## Excerpt to read
_ _ _ _ _
Understanding Tasks in .NET Framework 4.0 Task Parallel Library

Introduction

Microsoft has made a significant investment in Parallel computing features with Microsoft Visual Studio 2010 and the .NET Framework 4.0. Often the best way to understand new features is to look at core feature components and then find the core features or concepts within; proceeding deeper and finding a set of components that seem to be everywhere. The Task Parallel Library (TPL) is a core part of parallel computing in the .NET Framework. The Task class is the heart of TPL. I'm going to explain how a developer can use the Task class to leverage TPL.

A New Model

While a developer could leverage the TPL through features that existed in prior versions of Microsoft Visual Studio and the .NET Framework, truly getting all the benefits of TPL requires architectural approaches that may be new to many .NET developers.

I think of TPL as following a new kind of model that simply extends familiar concepts like threads, delegates, and the Threadpool. Models follow prescriptive patterns to solve problems and work in a particular context. The first step along the path to understanding the new model is becoming acquainted with the ideas behind the new model. The basic ideas are as follows:

  • Delegates are references to functions. Delegates can be passed around an application without passing a full reference to a class. A developer can control the flow of an application by organizing and invoking data structures containing delegates.
  • Delegates can be passed to Threads in the ThreadPool or to Threads created in the application. Developers use multiple threads to improve application performance and responsiveness.
_ _ _ _ _
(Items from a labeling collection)
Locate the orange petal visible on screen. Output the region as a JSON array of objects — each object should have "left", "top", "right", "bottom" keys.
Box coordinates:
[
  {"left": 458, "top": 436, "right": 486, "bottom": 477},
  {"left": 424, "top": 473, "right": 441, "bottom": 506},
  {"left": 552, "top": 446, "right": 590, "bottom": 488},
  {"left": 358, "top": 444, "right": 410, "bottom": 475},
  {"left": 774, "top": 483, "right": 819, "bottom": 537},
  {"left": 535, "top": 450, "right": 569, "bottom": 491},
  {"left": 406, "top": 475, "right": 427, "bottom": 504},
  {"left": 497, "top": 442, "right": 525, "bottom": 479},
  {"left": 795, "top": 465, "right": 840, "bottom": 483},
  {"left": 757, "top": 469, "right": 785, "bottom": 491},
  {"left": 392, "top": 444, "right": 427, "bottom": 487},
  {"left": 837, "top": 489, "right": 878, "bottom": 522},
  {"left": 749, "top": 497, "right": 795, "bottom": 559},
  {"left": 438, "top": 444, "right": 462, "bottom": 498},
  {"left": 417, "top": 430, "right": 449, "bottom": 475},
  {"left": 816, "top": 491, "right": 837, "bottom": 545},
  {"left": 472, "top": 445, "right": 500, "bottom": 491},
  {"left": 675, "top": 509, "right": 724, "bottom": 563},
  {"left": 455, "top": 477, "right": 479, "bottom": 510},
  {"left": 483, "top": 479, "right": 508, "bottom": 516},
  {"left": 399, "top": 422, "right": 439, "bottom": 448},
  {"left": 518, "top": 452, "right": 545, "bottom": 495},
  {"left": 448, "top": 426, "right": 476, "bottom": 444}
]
_ _ _ _ _
## Goal
Reproduce the passage from the page on tasks in the .NET Framework 4.0 Task Parallel Library, beginning at the words "Microsoft has made" and ending after the words "many .NET developers.".

## Completed exercise
Microsoft has made a significant investment in Parallel computing features with Microsoft Visual Studio 2010 and the .NET Framework 4.0. Often the best way to understand new features is to look at core feature components and then find the core features or concepts within; proceeding deeper and finding a set of components that seem to be everywhere. The Task Parallel Library (TPL) is a core part of parallel computing in the .NET Framework. The Task class is the heart of TPL. I'm going to explain how a developer can use the Task class to leverage TPL.

A New Model

While a developer could leverage the TPL through features that existed in prior versions of Microsoft Visual Studio and the .NET Framework, truly getting all the benefits of TPL requires architectural approaches that may be new to many .NET developers.